Questions to answer:
[1] According to the Ohio workers' compensation alert, what was Kimberly McCrone diagnosed with after her branch was robbed?
[2] Set down, word for word, everything in the Ohio workers' compensation alert from "Physical Injury Still" down to "is deemed compensable.".

──────── Provided passage ────────

Physical Injury Still Required for Valid Ohio Workers’ Compensation Claim

Kegler Brown E-mployment Alert

This week, the Ohio Supreme Court upheld a workers' compensation statute requiring a physical injury before a claim is deemed compensable.

Kimberly McCrone was working as a bank teller at a Bank One branch in Canton when her branch was robbed. While she was not physically hurt, she was diagnosed with post-traumatic stress disorder (PTSD) and filed a workers' compensation claim for that psychological condition. The Industrial Commission denied her claim because the workers' compensation statute requires a physical injury before a psychological condition is considered compensable. That is, the physical injury must cause the psychological condition. Ms. McCrone appealed the disallowance of her claim into court and Bank One filed a motion for summary judgment. The Stark County Court of Appeals upheld the trial court's decision and ruled in favor of Ms. McCrone, finding that the exclusion of solely psychological injuries from workers' compensation coverage is unconstitutional because it denies such employees equal protection under the law. The matter was then heard by The Supreme Court of Ohio.

──────── Given entries ────────

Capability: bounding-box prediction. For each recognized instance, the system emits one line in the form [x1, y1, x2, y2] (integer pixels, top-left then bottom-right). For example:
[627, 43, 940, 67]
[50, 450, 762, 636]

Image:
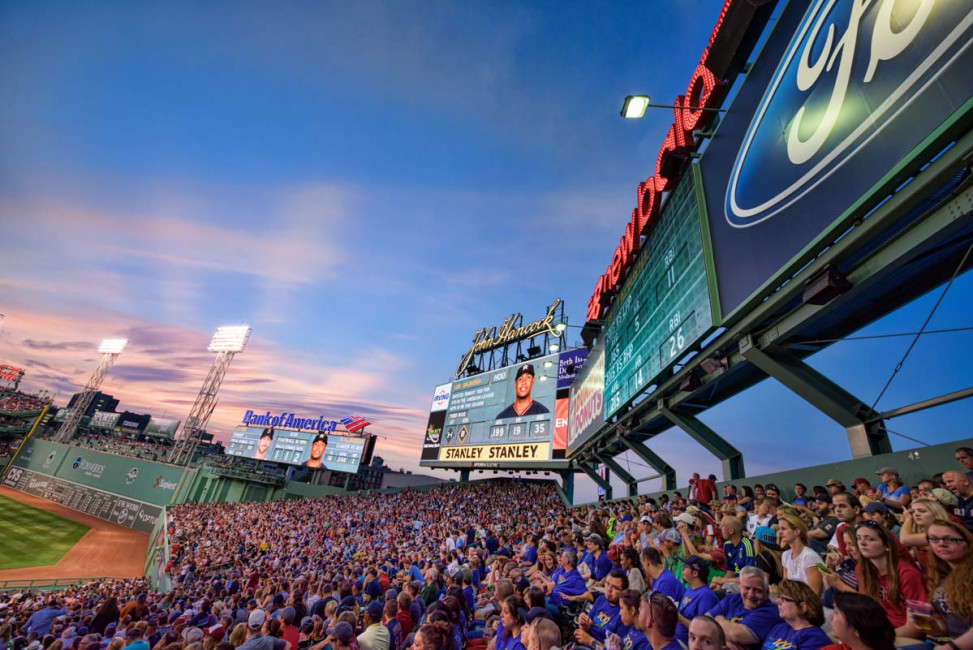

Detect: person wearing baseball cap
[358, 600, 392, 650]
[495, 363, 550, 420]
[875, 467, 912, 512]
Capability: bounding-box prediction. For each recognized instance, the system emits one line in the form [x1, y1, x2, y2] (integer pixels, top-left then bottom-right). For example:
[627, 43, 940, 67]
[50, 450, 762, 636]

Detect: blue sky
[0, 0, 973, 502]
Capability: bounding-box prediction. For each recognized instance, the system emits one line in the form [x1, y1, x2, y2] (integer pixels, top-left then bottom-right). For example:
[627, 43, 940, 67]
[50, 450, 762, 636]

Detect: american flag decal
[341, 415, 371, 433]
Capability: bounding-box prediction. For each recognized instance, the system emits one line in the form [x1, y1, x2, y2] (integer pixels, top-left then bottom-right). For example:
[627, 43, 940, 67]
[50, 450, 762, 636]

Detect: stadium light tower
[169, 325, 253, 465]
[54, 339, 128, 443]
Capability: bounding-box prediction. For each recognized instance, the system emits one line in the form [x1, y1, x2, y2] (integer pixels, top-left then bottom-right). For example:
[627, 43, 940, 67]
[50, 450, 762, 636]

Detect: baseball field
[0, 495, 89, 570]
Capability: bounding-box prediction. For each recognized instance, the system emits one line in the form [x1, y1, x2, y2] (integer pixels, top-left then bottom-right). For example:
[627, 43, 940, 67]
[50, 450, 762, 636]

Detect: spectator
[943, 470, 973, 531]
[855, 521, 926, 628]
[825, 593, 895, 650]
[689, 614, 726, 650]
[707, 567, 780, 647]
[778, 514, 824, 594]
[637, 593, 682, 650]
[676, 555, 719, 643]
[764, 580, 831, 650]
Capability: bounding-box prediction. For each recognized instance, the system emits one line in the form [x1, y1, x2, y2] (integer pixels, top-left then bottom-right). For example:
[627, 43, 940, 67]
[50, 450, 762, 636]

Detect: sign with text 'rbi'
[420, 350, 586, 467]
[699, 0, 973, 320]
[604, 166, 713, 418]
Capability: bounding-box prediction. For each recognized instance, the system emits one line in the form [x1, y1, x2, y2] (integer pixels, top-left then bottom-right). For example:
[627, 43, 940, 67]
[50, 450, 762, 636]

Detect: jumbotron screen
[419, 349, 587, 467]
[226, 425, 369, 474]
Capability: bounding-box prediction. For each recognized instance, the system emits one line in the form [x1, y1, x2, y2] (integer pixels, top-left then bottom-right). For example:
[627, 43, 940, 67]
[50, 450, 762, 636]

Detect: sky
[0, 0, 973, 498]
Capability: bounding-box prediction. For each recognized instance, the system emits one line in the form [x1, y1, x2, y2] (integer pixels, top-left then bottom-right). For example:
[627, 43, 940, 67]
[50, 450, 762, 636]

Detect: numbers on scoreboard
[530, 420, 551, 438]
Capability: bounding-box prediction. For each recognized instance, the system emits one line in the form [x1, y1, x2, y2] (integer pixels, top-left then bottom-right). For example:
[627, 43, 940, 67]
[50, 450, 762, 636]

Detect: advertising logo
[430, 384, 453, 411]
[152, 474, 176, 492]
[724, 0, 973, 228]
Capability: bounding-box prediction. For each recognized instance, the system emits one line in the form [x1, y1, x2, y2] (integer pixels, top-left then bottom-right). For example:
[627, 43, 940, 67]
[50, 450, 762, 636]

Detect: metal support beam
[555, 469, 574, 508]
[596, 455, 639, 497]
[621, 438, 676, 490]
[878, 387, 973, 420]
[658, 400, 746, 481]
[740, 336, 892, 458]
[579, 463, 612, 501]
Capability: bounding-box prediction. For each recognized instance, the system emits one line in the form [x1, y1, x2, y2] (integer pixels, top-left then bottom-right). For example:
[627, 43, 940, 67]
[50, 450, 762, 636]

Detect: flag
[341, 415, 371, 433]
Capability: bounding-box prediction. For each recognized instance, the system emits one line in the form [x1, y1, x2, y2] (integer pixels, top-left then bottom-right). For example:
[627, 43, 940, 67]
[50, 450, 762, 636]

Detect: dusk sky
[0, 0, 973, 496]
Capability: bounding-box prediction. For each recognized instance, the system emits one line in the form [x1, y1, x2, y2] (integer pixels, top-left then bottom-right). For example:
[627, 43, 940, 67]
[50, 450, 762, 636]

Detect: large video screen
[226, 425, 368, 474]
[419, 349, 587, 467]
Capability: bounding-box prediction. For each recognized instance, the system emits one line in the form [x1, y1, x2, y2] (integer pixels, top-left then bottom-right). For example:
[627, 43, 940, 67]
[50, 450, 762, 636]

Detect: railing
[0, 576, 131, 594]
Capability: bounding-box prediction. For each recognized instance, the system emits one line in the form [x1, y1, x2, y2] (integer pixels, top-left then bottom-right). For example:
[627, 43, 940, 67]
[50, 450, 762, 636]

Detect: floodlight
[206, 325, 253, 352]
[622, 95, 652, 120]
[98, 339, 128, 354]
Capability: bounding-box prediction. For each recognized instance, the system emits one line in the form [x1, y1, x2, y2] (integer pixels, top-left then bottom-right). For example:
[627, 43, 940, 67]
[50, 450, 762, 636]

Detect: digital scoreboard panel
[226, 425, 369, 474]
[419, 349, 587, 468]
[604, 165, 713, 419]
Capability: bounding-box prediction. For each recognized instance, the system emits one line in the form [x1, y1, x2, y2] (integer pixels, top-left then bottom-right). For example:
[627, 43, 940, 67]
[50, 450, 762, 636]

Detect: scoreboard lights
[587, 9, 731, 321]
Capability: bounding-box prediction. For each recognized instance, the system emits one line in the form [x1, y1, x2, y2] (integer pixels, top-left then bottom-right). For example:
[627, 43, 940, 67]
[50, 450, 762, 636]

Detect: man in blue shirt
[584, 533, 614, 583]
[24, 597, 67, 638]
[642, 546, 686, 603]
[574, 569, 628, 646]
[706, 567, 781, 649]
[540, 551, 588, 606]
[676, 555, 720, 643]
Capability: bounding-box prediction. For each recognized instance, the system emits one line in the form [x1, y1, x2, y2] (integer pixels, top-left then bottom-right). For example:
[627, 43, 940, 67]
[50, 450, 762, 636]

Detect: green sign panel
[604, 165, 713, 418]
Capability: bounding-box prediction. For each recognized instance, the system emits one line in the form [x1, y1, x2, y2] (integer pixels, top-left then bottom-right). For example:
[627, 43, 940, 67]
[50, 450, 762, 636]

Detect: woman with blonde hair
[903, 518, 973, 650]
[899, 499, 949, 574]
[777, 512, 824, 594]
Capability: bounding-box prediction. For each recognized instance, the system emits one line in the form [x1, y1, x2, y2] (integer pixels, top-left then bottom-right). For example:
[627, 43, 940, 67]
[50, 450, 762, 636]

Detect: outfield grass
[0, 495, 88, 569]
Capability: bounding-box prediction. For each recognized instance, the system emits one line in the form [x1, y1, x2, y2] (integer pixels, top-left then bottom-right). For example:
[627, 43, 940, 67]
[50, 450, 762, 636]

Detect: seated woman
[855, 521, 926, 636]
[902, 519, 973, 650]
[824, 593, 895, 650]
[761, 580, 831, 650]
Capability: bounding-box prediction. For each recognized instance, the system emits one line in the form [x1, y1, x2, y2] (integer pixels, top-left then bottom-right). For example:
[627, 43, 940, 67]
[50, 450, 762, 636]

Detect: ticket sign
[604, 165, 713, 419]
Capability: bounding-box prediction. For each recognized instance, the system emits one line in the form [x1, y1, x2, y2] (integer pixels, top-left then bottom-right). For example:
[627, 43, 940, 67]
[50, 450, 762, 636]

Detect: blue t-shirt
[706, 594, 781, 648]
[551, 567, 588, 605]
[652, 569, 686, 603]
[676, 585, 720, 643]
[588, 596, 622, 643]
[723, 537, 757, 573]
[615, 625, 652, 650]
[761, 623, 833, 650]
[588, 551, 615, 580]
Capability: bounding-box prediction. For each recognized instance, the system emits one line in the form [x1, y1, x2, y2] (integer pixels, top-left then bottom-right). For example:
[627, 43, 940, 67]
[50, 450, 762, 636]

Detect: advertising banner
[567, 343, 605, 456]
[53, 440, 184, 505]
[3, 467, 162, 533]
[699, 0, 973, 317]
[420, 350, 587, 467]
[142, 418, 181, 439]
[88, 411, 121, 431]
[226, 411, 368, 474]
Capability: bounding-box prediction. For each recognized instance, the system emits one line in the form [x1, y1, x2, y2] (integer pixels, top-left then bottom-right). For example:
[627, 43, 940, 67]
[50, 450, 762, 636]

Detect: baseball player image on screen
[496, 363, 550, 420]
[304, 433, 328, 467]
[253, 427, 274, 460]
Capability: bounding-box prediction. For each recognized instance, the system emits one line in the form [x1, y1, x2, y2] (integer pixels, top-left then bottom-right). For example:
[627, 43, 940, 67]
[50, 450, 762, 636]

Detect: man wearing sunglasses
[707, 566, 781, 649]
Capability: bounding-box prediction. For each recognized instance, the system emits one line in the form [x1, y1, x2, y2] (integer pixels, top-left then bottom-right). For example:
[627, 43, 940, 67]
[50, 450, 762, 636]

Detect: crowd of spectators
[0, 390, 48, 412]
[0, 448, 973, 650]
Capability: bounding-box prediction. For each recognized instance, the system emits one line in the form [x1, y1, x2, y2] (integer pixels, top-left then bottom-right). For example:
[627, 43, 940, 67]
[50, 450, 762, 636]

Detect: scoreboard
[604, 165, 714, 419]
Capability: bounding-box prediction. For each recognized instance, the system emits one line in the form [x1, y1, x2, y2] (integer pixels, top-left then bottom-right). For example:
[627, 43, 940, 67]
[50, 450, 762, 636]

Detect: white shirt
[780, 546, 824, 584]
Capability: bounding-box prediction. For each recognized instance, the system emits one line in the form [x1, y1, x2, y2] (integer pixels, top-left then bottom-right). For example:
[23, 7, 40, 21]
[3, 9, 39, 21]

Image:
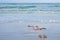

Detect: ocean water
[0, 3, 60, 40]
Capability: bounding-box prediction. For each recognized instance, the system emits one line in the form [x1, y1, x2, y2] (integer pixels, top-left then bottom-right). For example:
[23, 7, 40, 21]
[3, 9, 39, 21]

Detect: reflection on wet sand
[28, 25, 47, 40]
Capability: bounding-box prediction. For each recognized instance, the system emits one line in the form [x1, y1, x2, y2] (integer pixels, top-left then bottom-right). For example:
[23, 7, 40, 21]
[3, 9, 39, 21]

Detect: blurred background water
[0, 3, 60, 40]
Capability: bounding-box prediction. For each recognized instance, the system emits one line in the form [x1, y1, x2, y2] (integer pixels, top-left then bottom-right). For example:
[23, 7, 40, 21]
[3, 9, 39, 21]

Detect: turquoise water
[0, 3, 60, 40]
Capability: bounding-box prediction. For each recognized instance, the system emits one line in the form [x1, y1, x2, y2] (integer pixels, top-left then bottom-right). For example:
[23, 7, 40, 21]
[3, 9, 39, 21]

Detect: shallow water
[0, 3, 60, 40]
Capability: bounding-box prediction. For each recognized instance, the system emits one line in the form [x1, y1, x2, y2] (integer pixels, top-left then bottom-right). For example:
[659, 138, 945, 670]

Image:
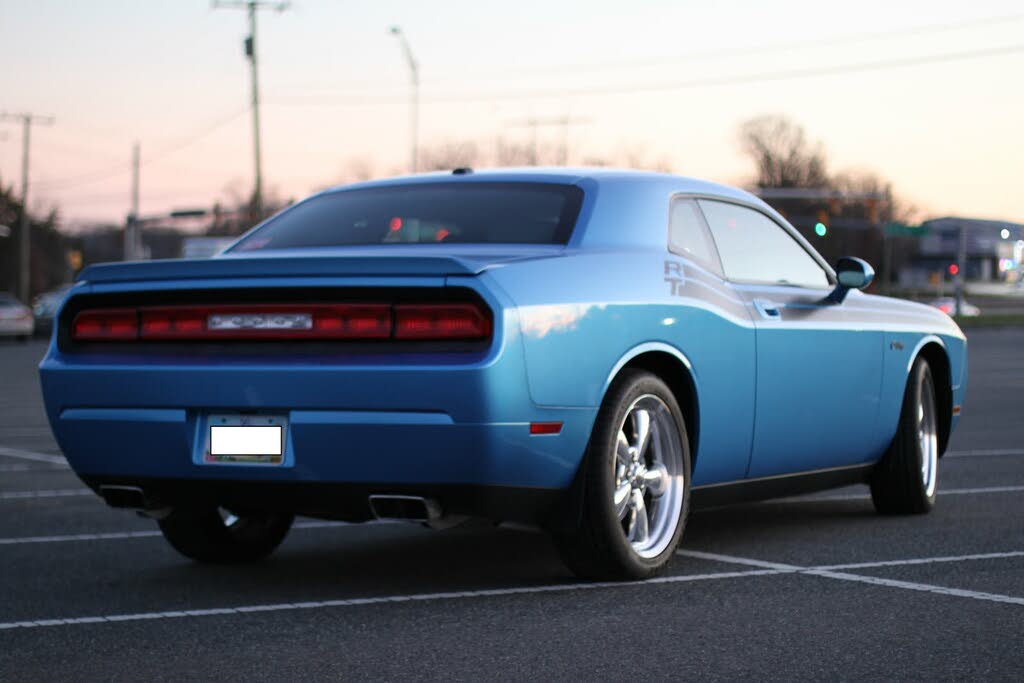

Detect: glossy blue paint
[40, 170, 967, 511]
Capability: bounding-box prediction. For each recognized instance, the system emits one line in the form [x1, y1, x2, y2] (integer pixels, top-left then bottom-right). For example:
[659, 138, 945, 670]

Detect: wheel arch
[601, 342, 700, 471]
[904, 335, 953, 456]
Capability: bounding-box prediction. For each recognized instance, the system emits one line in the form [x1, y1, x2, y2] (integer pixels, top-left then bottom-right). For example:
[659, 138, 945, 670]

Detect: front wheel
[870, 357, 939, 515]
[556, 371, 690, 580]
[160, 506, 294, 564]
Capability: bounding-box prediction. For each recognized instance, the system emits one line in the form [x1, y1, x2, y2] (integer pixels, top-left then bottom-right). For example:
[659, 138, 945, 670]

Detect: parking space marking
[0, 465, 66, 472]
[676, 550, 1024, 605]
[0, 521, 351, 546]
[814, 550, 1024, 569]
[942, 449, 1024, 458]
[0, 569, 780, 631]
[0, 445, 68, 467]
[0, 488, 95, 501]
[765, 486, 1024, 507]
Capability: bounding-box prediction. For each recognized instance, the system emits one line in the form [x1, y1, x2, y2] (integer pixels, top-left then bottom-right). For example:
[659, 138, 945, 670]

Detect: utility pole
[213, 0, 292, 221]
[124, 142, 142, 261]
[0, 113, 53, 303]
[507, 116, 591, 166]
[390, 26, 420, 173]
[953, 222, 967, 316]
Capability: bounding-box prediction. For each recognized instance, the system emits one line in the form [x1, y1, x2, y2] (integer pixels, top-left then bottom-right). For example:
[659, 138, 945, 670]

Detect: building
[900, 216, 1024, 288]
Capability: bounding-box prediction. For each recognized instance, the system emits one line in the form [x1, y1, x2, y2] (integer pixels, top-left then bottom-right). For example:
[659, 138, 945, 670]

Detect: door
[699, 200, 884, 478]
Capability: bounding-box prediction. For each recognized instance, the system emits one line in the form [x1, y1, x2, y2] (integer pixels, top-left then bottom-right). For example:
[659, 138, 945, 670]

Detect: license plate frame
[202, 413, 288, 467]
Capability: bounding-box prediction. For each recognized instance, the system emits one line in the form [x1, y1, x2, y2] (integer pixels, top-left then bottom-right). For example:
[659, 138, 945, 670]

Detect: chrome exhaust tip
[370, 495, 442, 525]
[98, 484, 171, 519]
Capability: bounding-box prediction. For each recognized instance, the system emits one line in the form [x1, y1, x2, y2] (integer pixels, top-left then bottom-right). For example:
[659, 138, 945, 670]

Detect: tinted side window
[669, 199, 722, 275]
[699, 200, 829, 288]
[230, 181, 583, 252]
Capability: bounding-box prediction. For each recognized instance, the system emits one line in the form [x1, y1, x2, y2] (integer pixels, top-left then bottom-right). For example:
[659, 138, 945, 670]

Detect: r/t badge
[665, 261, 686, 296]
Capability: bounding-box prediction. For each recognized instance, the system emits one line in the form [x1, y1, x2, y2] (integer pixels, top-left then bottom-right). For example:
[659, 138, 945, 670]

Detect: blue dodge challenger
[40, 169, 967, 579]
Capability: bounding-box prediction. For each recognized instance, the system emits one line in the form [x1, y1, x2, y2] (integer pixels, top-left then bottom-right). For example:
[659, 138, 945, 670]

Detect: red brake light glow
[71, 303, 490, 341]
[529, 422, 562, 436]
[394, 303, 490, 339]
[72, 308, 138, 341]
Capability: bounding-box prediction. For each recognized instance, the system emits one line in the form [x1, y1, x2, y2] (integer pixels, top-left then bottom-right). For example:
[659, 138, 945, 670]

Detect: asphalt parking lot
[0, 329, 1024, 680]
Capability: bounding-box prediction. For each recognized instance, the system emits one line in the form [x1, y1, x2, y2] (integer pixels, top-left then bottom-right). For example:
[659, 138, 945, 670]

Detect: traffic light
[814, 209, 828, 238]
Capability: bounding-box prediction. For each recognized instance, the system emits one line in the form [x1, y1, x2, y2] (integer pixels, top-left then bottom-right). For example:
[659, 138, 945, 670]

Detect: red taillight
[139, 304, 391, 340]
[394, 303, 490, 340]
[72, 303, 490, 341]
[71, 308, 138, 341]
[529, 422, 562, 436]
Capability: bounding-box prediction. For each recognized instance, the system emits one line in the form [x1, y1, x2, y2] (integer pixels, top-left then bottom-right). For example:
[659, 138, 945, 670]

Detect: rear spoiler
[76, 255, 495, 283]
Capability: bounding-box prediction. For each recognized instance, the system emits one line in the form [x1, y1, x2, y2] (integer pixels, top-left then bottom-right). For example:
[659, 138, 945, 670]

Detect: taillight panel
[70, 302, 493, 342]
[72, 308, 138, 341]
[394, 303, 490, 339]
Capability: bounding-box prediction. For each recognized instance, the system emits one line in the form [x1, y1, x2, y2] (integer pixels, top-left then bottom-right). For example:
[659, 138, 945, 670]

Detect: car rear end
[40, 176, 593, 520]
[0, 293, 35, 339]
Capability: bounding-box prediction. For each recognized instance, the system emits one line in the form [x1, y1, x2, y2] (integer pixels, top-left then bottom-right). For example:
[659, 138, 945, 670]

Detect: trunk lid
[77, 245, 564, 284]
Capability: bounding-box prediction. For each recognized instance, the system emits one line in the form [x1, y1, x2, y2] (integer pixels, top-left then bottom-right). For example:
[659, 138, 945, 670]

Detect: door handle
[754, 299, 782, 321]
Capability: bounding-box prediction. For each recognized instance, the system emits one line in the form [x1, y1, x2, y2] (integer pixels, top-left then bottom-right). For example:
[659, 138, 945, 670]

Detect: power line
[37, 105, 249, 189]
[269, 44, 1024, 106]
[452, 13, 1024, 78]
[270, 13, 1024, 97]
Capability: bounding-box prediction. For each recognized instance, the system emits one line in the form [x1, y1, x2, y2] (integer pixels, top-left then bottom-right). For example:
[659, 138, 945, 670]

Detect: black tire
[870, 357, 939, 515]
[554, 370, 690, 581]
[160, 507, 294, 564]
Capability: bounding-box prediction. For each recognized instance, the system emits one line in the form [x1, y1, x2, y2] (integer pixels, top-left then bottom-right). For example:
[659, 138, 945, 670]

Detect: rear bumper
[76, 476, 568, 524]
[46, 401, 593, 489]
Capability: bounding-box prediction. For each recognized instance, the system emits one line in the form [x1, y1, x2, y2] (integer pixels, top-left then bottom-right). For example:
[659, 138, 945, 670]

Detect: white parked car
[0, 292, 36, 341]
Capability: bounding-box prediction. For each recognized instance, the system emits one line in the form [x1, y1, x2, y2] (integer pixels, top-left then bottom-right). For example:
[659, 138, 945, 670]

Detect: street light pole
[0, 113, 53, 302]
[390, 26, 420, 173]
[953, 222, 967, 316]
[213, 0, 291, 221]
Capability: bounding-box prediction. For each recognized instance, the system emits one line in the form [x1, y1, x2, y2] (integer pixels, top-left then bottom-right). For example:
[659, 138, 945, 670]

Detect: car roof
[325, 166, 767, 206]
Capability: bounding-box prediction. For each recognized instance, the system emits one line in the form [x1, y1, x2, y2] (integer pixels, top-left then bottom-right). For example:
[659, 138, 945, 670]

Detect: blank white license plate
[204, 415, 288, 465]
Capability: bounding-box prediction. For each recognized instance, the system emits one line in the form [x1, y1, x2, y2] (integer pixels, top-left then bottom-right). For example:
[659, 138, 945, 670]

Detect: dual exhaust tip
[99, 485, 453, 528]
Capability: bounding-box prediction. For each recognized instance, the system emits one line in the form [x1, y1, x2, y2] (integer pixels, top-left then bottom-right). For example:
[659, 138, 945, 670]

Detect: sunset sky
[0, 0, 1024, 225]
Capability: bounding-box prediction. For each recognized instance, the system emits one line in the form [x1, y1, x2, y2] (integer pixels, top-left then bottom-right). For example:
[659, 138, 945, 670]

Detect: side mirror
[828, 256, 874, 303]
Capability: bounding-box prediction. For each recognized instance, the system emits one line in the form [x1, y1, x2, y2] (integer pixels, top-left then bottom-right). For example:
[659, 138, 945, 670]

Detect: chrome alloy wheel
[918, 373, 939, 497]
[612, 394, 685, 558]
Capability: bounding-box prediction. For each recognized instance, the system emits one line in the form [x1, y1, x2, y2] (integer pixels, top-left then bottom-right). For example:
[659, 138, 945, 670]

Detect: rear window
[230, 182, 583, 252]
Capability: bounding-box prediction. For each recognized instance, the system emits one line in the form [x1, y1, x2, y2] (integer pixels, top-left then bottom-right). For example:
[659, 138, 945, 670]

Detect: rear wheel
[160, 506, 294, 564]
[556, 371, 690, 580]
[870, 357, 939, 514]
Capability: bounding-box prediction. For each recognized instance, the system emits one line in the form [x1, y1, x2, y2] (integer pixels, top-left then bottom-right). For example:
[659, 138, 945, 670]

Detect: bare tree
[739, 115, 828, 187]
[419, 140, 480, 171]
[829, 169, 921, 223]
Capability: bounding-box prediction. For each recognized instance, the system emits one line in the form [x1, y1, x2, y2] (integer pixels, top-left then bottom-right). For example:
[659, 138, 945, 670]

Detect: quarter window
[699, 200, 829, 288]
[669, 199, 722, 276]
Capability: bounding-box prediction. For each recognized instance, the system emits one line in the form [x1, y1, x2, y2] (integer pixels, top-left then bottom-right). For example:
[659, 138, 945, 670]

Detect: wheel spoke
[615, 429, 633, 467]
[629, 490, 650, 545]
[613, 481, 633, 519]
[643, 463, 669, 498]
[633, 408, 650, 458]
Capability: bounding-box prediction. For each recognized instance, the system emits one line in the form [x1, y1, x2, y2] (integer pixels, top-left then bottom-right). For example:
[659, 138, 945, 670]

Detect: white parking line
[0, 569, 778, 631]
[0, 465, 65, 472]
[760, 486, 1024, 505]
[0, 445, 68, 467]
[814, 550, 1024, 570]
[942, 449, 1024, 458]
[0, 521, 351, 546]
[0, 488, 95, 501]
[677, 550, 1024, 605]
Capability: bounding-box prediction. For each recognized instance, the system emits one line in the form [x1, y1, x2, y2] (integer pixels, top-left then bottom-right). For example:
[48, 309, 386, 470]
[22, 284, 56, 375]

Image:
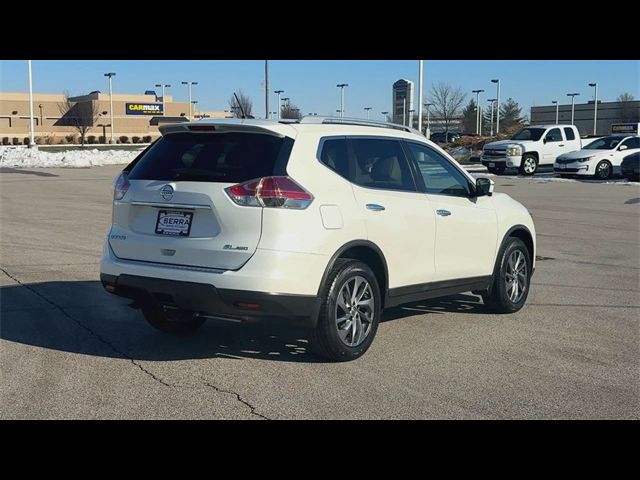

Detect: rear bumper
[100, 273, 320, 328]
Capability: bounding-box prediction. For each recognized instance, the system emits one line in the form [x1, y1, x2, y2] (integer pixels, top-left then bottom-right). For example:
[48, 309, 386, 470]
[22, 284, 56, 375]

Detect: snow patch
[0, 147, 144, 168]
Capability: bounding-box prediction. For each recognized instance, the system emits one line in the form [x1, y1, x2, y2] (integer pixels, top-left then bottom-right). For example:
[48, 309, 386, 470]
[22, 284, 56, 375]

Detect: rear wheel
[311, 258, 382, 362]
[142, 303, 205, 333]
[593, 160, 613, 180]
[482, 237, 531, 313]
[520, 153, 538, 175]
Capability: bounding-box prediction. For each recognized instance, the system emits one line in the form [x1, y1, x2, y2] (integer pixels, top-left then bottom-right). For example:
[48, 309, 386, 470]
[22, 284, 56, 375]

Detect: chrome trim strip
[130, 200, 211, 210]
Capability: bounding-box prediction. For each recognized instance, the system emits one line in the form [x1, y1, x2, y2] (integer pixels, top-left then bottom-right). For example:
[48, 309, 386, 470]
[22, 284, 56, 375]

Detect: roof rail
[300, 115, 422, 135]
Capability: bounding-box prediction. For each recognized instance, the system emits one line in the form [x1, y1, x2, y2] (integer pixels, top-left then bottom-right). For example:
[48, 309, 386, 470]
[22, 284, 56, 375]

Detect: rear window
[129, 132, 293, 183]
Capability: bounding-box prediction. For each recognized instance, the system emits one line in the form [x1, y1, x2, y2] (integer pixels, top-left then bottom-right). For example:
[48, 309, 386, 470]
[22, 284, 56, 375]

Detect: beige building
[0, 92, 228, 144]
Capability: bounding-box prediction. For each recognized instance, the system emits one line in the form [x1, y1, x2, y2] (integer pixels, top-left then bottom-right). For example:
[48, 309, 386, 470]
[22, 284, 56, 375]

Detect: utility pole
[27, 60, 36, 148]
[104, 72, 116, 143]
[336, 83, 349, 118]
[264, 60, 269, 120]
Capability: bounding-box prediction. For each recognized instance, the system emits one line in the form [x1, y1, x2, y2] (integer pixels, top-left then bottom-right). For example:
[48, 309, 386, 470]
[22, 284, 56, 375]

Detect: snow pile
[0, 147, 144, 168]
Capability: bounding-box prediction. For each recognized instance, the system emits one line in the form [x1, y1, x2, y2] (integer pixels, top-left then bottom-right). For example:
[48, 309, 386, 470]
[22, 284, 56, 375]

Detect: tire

────────

Your responses:
[1] Post-traumatic stress disorder (PTSD).

[2]
Physical Injury Still Required for Valid Ohio Workers’ Compensation Claim

Kegler Brown E-mployment Alert

This week, the Ohio Supreme Court upheld a workers' compensation statute requiring a physical injury before a claim is deemed compensable.